[Location labeling records]
★ ★ ★ ★ ★ ★ ★
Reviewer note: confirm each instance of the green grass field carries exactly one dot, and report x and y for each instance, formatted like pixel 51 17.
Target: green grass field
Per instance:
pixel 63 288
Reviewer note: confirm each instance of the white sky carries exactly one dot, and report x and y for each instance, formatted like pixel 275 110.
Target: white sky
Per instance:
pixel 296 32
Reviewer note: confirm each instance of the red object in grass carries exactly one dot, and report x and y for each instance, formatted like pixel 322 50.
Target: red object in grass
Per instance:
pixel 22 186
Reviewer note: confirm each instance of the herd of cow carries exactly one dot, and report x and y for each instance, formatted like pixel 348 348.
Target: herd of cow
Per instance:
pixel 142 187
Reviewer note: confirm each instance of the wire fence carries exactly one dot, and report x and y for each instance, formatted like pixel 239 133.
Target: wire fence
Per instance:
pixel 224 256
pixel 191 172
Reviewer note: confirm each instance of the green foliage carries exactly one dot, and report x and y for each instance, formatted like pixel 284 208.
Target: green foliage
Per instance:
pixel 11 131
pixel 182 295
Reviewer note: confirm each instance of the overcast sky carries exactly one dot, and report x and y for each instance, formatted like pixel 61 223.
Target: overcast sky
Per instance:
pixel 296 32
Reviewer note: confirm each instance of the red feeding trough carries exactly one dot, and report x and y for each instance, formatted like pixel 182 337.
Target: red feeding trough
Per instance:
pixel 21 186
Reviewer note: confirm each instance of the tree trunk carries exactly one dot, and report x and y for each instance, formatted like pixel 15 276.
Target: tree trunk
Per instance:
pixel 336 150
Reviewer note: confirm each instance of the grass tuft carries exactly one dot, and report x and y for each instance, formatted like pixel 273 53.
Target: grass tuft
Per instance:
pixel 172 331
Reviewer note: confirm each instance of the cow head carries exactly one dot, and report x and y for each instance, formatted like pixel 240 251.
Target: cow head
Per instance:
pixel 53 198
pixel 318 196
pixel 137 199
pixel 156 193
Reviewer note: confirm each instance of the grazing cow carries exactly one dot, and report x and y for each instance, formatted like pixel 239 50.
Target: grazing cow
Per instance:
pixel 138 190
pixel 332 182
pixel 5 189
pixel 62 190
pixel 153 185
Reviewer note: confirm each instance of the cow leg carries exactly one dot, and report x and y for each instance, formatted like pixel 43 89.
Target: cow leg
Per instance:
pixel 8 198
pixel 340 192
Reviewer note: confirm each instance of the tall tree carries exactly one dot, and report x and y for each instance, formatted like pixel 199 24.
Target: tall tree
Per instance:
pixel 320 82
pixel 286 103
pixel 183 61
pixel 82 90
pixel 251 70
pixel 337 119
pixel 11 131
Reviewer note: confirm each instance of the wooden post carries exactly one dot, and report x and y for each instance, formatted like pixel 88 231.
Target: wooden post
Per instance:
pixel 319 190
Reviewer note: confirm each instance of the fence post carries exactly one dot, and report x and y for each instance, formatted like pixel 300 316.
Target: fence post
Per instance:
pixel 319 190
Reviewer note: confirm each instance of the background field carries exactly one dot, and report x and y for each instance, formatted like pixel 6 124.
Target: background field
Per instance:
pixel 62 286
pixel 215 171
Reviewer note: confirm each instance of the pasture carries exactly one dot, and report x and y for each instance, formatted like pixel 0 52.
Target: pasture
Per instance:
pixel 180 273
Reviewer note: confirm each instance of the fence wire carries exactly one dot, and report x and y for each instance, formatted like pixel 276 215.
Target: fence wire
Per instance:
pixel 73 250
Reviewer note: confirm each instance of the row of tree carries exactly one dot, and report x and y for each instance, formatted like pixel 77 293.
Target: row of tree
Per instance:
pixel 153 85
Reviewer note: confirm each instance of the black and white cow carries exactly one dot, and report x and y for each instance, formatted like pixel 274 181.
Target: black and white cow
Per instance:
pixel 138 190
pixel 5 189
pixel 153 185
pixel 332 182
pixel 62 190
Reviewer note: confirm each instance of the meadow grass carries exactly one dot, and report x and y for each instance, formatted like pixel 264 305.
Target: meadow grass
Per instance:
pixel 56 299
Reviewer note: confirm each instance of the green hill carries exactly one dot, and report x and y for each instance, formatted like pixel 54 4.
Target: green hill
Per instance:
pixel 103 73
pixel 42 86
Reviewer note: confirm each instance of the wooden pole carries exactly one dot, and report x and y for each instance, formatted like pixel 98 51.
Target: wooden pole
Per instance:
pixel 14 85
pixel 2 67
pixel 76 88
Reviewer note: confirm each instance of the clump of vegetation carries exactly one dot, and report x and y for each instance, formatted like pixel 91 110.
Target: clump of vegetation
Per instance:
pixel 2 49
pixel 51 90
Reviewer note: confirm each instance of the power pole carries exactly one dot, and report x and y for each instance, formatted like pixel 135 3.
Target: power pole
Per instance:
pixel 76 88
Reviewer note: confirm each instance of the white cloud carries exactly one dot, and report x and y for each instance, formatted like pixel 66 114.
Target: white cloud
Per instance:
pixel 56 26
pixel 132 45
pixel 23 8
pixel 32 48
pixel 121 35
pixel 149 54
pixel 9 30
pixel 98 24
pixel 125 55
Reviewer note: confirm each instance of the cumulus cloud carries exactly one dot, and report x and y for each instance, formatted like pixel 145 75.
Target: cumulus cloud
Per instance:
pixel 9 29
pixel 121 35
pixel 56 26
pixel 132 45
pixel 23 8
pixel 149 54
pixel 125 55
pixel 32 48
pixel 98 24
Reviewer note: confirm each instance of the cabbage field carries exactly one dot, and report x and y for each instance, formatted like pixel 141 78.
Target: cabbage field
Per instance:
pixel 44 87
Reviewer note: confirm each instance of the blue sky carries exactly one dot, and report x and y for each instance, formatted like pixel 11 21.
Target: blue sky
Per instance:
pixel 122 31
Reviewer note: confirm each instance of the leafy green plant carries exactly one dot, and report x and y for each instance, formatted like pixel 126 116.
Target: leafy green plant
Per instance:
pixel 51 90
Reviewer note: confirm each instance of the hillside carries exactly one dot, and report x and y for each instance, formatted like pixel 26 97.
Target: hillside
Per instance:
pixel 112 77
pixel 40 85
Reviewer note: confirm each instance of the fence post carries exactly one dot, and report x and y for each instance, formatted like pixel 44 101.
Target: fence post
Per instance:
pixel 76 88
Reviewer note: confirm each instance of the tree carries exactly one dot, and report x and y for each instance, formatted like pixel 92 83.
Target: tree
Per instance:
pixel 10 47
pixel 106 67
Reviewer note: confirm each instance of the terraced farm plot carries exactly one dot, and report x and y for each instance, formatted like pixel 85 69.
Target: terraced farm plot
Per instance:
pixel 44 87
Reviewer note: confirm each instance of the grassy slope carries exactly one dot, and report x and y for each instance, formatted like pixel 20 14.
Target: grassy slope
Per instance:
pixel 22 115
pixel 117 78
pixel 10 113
★ ★ ★ ★ ★ ★ ★
What you should do: Retype the entries exactly, starting with the line that contains "Reviewer note: confirm each instance of the green foliage" and going on through the line that contains "pixel 21 186".

Result for this task:
Reviewer note: confirm each instance of the green foliage carries exactly one dot, and report x and y for each instance, formatted like pixel 284 208.
Target: green foliage
Per instance:
pixel 11 131
pixel 182 295
Reviewer note: confirm each instance of the overcast sky carries exactly one dot, and report x and y for each instance, formatted like pixel 61 223.
Target: overcast sky
Per instance:
pixel 296 32
Reviewer note: confirm each instance of the red feeding trough carries exactly one dot, and report x and y for each instance, formatted like pixel 182 337.
Target: red feeding trough
Per instance:
pixel 21 186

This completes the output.